EXERCISE BRIEF: Copy each line exactly. Leave nothing out.

[START EXCERPTED DATA]

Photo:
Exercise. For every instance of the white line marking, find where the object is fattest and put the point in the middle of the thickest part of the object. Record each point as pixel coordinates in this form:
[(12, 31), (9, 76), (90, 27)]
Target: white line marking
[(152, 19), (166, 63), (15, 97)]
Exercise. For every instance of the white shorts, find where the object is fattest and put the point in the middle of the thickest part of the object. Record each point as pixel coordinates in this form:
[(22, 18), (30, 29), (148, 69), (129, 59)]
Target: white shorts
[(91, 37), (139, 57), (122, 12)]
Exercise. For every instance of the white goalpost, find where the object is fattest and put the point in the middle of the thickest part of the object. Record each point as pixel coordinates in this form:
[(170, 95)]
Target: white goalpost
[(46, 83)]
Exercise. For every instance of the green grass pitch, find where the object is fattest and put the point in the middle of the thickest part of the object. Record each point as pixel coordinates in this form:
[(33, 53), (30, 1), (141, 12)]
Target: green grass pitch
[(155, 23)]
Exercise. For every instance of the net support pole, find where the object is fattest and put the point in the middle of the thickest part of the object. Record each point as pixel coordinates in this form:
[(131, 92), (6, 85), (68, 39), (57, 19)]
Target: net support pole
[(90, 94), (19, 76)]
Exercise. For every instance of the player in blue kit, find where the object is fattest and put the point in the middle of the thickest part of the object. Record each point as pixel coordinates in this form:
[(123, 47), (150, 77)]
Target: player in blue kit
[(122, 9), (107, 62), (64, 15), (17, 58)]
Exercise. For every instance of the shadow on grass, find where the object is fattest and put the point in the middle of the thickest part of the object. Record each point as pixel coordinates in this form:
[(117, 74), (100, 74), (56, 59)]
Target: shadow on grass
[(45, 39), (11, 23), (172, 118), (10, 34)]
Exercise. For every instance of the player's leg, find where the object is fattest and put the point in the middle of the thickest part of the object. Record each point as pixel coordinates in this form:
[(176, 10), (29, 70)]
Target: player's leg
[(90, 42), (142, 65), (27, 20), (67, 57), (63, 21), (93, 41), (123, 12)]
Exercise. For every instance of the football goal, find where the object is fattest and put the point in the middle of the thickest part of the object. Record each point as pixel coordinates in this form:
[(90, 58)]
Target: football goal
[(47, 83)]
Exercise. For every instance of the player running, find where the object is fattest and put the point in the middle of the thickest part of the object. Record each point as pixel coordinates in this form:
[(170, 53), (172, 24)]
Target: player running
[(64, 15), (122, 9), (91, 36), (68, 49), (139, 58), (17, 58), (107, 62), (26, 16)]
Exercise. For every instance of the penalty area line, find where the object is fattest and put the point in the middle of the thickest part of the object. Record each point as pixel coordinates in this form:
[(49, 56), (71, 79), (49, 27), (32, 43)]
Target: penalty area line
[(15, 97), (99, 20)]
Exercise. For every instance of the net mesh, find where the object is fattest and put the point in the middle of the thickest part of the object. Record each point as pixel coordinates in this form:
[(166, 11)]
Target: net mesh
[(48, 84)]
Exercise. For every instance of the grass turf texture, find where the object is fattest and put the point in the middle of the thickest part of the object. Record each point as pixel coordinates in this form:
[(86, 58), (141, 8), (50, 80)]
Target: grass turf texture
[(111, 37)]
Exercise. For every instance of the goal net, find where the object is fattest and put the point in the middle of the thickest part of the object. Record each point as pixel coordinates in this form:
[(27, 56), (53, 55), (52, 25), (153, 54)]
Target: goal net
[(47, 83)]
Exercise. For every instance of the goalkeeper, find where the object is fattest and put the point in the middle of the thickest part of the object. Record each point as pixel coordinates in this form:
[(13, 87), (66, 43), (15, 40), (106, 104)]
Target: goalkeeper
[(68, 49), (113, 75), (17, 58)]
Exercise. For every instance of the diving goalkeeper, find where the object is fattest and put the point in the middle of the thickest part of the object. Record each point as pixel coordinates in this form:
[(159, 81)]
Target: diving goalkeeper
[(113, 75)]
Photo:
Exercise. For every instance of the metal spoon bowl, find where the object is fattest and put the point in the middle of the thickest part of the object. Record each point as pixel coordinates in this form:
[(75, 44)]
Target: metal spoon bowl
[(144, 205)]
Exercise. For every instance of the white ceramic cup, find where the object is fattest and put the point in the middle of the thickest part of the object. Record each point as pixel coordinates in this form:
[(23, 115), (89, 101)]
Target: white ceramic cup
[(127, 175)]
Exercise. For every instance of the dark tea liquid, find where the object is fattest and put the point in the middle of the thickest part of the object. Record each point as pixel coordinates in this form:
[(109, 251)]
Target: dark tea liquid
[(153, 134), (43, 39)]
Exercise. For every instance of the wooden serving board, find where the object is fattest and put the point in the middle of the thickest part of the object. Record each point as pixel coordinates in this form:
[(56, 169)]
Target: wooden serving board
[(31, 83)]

[END EXCERPTED DATA]

RESPONSE FOR THIS EXERCISE:
Photo:
Exercise. For every instance of the white line marking, find where the object is fattest and put the point in the middle of the thickest part of the object. Record each point as pixel coordinates in this form:
[(12, 31), (9, 76), (90, 27)]
Target: white line marking
[(152, 19), (166, 63), (15, 97)]
Exercise. For every instance of the white shorts, find where the object is fattest and put the point in the middle of the thickest part of the object. Record each point as pixel coordinates in this form:
[(22, 18), (30, 29), (148, 69), (129, 59)]
Target: white shorts
[(91, 37), (139, 57), (122, 12)]
Exercise. For every instance of the white goalpost, find where the object is fattest and put the point in the middle of the thickest part of the object. Record each point as pixel coordinates in this form:
[(170, 95)]
Target: white goalpost
[(46, 83)]
Exercise. For every instance of the green grass pitch, find where the object is fattest and put the point in the middle of the thickest part of the object. Record each point as pixel coordinates in this form:
[(33, 53), (30, 1), (141, 12)]
Target: green grass pitch
[(155, 23)]
Exercise. For every instance of the net support pole, find where the object is fattest and put the point in the middle of the thickest part of the object. Record each point as pixel coordinates in this form:
[(131, 92), (6, 85), (68, 39), (57, 19)]
Target: net support pole
[(90, 94), (19, 76)]
Exercise. For every instance of the player in blue kit, find where the object is fattest and put the point in the middle of the thickest part of the object. Record each point as pixel coordinates in this form:
[(123, 47), (150, 77)]
Target: player in blue kit
[(122, 9), (107, 62), (64, 15), (17, 58)]
Exercise. For every instance of the shadow on grass, find where the object is fattest and put the point in the middle of the thickest part of the object. Record each point as pixel coordinates in this form:
[(117, 74), (100, 74), (56, 59)]
Target: shadow on grass
[(45, 39), (11, 23), (172, 118), (10, 34)]
Exercise. For every instance of the player's leg, find where the object is fattest and put the point in the middle of the thickest part of the object. Record each point as pixel coordinates in this form:
[(176, 10), (29, 70)]
Target: player's leg
[(90, 42), (142, 65), (27, 20), (67, 57), (63, 21), (93, 41), (123, 12)]
Exercise. For every instance of the football goal, find where the object is fattest and put the point in the middle of the thickest part of the object. Record each point as pixel coordinates in this form:
[(90, 58)]
Target: football goal
[(47, 83)]
Exercise. For every instance of the player running, find where the object is fattest and put the point in the middle of the thickest part of the object. Record each point as pixel coordinates in this form:
[(170, 53), (172, 24)]
Target: player running
[(64, 15), (122, 9), (91, 36), (68, 49), (139, 58), (17, 58), (107, 62), (26, 16)]
Exercise. For every instance of the penalty area line, find where the object is fattest and put the point in the middle of the thickest part of the object. Record each point as pixel coordinates in this form:
[(49, 56), (71, 79), (49, 27), (32, 43)]
Target: penalty area line
[(15, 97), (99, 20)]
Exercise. For every instance of the net mesh, find where the object is fattest and put the point in the middle of the thickest part of the object. Record each point as pixel coordinates in this form:
[(166, 11)]
Target: net mesh
[(48, 84)]
Exercise. For every instance of the grass turf texture, find where the object is fattest and put the point in the middle of the thickest part of the object. Record each point as pixel coordinates in this form:
[(86, 58), (141, 8), (50, 80)]
Target: grass turf texture
[(111, 37)]
Exercise. For every instance of the goal net, find where the object is fattest and put the point in the middle of the thickest part of the object. Record each point as pixel coordinates in this form:
[(27, 56), (53, 55), (52, 25), (153, 54)]
Target: goal net
[(47, 83)]
Exercise. For every instance of the goalkeeper, find where the object is fattest and put the point in the middle of the thickest part of the object. Record each point as pixel coordinates in this form:
[(13, 87), (66, 43), (15, 40), (106, 104)]
Target: goalkeeper
[(68, 49), (113, 75), (17, 58)]
Exercise. For every instance of the diving goalkeeper, find where the object is fattest and put the point in the middle of the thickest part of the object. Record each point as pixel coordinates in this form:
[(159, 81)]
Target: diving goalkeeper
[(113, 75)]
Photo:
Exercise. For every instance of the metal spoon bowl, find where the object is fattest and put the point in the middle of the thickest part of the object. Record each point as pixel coordinates in this form:
[(75, 44)]
Target: metal spoon bowl
[(144, 205)]
Exercise. For every instance of the white ceramic cup, find where the object is fattest and put the point in the middle of the thickest part of the object. Record each point as pixel coordinates in this form:
[(23, 115), (89, 101)]
Target: white ceramic cup
[(127, 175)]
Exercise. For every instance of the dark tea liquid, find where the object is fattest and put the point in the middle of the thickest part of the object. Record each point as pixel coordinates in this form:
[(109, 251)]
Target: dark tea liquid
[(153, 134), (43, 39)]
Exercise. For every instance of the wooden serving board, find where the object is fattest and put the point in the middle of the thickest part of the object. Record each point as pixel coordinates in this form:
[(56, 169)]
Target: wooden serving board
[(31, 83)]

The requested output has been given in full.